═══ Input data ═══

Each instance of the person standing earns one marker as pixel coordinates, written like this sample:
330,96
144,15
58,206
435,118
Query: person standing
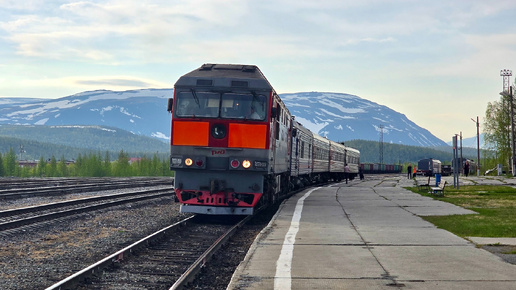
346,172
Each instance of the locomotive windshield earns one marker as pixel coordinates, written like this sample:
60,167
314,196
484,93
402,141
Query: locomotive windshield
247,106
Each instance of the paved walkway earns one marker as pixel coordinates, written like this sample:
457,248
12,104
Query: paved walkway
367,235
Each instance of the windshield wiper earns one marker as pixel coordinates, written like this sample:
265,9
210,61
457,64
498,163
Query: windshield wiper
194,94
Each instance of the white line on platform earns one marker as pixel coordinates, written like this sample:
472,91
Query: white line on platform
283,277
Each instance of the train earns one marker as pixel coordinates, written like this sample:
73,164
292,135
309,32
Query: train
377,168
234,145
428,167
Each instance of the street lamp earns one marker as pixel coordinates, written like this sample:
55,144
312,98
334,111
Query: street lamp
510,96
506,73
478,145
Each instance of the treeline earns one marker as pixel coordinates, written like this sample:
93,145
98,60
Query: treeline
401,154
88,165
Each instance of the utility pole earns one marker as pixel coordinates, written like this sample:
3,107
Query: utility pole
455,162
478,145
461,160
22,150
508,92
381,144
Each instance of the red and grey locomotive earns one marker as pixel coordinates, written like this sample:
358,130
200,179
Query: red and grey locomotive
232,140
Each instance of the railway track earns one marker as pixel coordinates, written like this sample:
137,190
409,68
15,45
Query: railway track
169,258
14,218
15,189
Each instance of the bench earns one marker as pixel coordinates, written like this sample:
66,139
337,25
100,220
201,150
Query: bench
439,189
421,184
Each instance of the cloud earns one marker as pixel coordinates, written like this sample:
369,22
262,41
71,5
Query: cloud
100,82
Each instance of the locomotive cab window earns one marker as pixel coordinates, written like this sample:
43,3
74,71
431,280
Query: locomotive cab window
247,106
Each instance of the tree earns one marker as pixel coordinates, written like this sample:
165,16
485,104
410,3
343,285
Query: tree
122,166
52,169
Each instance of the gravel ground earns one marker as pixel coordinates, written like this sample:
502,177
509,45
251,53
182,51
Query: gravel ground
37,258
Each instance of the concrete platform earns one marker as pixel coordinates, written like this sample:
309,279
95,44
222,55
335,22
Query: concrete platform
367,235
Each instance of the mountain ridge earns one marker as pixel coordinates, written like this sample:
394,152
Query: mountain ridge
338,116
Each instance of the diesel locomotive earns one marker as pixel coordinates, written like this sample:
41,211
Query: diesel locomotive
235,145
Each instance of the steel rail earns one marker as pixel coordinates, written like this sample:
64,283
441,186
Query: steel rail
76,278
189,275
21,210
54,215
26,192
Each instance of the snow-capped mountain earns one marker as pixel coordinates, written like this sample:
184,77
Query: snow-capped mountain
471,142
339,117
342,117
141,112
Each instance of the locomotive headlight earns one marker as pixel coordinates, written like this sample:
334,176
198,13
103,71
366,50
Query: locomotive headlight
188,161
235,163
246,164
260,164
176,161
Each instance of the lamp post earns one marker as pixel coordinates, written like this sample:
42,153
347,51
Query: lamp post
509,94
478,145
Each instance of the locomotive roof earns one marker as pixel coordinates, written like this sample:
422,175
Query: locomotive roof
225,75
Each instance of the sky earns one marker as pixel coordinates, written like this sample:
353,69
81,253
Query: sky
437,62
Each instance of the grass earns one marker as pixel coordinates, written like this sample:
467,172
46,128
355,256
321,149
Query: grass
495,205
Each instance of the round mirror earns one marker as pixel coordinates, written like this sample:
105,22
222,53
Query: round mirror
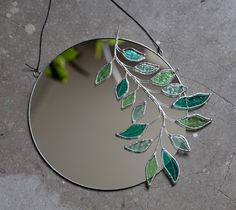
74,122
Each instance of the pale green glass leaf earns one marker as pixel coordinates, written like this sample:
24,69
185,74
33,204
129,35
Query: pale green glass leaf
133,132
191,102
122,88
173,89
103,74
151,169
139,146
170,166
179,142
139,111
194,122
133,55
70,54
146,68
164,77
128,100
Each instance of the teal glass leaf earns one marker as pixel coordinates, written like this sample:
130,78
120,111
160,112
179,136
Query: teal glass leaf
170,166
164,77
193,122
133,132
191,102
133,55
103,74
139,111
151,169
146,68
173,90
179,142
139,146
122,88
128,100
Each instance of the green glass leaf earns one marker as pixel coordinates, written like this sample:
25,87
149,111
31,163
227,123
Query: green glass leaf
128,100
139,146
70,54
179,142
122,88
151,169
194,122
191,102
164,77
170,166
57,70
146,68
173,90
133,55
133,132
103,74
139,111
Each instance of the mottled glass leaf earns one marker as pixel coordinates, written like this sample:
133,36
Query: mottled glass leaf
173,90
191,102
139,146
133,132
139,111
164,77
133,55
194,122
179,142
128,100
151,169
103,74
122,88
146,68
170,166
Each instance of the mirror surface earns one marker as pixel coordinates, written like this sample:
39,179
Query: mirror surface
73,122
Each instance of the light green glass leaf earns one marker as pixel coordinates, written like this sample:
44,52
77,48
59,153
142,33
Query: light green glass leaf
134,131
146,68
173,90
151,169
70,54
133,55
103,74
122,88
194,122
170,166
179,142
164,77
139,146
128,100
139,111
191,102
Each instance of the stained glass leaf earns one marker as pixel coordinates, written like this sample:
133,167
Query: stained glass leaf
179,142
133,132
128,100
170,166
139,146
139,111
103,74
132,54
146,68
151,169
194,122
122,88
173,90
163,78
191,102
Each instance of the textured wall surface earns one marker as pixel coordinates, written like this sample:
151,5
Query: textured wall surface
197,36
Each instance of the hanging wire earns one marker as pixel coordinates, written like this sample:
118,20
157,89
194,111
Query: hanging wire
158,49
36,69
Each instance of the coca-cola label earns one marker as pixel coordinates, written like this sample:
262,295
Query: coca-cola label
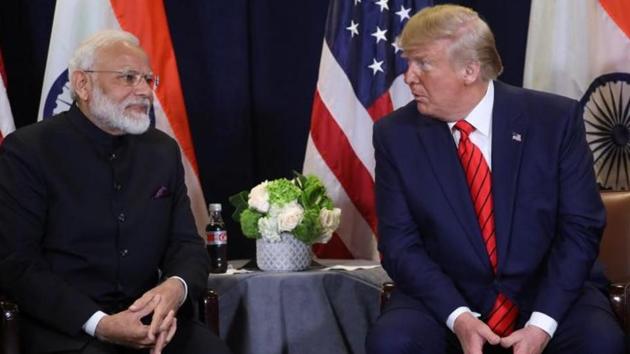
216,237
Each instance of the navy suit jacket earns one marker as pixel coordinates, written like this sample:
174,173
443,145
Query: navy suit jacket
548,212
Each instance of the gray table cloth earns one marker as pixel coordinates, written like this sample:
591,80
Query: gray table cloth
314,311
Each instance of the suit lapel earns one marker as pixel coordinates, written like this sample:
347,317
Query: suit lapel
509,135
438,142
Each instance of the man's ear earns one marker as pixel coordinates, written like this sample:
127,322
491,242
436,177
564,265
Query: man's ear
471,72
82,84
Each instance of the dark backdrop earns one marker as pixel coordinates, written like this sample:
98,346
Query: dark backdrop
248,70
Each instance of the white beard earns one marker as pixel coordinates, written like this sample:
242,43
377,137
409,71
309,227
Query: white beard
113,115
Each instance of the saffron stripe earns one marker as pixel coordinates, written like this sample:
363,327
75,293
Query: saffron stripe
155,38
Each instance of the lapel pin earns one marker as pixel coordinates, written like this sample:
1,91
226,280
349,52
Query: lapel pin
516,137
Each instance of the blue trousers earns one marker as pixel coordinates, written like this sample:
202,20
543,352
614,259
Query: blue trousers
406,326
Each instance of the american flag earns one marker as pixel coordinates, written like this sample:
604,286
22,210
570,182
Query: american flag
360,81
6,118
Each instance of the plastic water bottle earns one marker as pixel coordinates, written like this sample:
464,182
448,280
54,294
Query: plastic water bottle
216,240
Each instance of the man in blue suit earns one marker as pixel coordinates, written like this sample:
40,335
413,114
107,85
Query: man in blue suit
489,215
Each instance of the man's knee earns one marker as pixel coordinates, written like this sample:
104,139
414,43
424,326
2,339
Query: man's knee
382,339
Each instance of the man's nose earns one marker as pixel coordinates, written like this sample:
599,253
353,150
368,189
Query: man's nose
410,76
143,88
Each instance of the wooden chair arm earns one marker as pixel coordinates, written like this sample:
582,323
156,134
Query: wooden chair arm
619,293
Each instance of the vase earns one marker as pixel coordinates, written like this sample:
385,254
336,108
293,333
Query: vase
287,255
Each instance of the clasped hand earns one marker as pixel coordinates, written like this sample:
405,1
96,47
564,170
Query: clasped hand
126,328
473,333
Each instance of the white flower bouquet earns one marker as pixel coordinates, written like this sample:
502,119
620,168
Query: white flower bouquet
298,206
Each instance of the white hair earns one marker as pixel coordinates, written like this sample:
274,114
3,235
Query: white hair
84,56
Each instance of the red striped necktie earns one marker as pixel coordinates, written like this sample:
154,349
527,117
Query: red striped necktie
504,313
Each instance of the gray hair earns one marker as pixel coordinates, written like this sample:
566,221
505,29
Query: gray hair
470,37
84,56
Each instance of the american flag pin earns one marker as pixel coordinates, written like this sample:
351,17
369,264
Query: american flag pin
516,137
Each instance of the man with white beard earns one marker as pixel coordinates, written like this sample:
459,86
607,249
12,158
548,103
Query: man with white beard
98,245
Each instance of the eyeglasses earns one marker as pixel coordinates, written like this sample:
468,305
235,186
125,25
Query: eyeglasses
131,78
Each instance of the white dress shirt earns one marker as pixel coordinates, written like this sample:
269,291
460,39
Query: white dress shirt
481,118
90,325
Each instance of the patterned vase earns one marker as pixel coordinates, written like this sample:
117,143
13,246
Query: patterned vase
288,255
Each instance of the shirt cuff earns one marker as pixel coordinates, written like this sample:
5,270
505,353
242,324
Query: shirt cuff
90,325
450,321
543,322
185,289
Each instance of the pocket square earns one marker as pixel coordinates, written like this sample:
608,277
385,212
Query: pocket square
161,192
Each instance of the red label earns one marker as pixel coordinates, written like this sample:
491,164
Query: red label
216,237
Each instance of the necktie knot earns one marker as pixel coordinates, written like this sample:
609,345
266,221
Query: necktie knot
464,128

═══

Instructions for the task:
Each line from the one containing "Each instance of the man with" to the final line of the entries above must be returned exactly, and no other line may appear.

Final answer:
Each instance of the man with white beard earns one marker as pixel coordinates, written like this sample:
459,86
607,249
12,158
548,103
Query: man with white beard
98,245
Each instance of the eyeglasses earns one marker as pixel coordinates, written like this sample:
468,305
235,186
125,25
Query: eyeglasses
131,78
Each instance of the white dress shirt earns one marker as pixel coordinates, written like this sample:
269,291
460,39
Query: white dress shirt
481,118
90,325
Each instance of the patterned vase earns one marker as pixel coordinates, written like this sample:
117,143
13,246
Query: patterned vase
288,255
Each instance of the shirt cuff earns one marker as pixel coordinates, written like this sample:
5,270
505,353
242,324
Query: shirt cuff
90,325
450,321
543,322
185,289
Each instance of the pocket square earns one marker as pixel coordinates, written like this sample:
608,277
385,212
Query: pocket square
161,192
Each instance of the red label earns one marker as pixel coordinates, written like this sample:
491,164
Query: red label
216,237
Each instance of the necktie knot earns one marker as pixel coordinates, written like this sample:
609,345
266,221
Query: necktie knot
464,128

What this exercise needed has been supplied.